#### Point localization data:
- Opening Delimiter -

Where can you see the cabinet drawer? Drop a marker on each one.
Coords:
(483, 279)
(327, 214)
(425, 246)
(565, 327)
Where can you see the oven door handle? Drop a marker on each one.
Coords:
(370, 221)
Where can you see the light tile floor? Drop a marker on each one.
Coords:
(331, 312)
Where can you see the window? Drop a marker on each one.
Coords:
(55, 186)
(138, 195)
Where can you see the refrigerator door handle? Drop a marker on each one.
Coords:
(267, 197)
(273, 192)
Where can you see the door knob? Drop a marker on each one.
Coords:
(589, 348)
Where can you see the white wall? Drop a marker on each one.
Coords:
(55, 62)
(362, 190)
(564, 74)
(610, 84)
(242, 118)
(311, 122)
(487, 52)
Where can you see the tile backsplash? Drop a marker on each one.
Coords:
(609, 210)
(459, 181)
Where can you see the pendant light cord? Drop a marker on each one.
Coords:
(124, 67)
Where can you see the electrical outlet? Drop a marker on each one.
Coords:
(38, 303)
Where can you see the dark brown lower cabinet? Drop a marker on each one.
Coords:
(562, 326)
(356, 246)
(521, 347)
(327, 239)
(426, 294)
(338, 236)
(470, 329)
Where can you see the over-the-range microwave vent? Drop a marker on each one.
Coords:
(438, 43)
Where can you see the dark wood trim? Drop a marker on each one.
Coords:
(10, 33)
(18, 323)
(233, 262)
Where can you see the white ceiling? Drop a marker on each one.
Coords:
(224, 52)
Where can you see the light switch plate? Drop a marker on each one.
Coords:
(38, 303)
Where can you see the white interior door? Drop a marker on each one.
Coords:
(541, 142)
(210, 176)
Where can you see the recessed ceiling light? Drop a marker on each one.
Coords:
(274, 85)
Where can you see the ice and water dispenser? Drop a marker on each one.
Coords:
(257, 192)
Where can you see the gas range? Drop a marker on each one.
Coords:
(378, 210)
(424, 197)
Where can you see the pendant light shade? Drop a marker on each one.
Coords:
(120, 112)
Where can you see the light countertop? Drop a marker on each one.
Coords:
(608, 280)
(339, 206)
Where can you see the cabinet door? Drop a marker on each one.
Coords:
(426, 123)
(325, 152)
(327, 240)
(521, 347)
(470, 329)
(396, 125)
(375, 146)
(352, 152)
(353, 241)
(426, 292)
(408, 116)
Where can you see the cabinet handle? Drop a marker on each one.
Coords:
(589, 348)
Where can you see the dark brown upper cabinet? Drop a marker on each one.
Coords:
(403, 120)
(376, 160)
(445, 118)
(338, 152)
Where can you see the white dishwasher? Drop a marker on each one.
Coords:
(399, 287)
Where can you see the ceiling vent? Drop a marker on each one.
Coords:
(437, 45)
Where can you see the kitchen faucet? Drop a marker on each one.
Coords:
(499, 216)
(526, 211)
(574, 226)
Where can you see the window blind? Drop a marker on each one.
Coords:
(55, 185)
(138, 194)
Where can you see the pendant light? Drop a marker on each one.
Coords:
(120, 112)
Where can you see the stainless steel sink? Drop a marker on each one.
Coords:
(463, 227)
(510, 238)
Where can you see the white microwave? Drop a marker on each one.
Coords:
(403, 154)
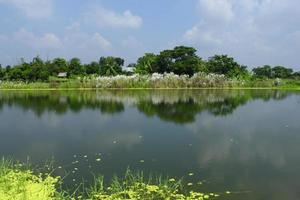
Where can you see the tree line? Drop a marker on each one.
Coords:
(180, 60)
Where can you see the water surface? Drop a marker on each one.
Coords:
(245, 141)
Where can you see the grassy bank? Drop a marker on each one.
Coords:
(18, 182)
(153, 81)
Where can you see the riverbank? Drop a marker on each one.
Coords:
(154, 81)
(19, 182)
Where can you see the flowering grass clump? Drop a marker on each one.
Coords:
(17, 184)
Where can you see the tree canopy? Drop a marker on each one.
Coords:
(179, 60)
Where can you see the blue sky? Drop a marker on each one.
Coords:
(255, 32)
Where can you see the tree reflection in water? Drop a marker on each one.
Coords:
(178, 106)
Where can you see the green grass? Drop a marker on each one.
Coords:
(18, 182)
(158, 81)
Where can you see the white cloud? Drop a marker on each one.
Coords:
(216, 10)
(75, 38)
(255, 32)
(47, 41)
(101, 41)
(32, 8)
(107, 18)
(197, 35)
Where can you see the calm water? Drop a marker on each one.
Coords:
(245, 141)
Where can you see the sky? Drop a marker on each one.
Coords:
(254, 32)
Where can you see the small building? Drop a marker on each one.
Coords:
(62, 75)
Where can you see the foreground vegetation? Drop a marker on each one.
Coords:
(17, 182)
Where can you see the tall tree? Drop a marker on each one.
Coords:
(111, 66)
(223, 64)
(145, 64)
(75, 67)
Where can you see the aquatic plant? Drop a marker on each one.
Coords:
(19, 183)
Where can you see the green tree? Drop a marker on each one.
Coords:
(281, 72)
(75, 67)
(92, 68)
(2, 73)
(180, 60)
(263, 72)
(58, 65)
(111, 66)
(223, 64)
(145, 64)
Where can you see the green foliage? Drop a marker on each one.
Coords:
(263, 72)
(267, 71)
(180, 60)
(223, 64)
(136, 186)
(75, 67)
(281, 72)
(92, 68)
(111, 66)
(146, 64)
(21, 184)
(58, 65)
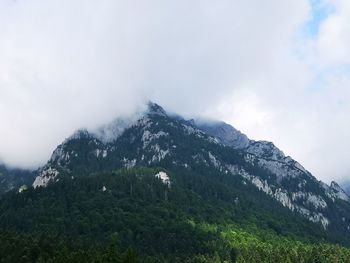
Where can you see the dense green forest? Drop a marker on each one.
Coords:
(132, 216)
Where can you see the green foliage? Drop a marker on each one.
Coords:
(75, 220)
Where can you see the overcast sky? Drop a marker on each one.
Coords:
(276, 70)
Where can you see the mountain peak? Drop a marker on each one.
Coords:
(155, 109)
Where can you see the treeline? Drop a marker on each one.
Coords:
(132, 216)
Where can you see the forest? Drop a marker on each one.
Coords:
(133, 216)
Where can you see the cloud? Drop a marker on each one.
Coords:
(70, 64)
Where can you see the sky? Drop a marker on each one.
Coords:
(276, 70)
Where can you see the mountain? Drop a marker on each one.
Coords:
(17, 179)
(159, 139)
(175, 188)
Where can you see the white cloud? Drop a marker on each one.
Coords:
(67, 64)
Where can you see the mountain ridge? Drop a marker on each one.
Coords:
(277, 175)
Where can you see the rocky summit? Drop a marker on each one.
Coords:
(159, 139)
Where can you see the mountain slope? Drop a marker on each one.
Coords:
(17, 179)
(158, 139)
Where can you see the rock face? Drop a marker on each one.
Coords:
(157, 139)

- Closing Delimiter -

#### Task:
Please report all lines in the entries where "dark" appears.

#### Solution for this task:
Where can you see the dark brown lower cabinet? Drop a marker on each one.
Where can you see the dark wood trim? Drop a marker on each one.
Where can you see the dark brown upper cabinet? Drop a marker on each one.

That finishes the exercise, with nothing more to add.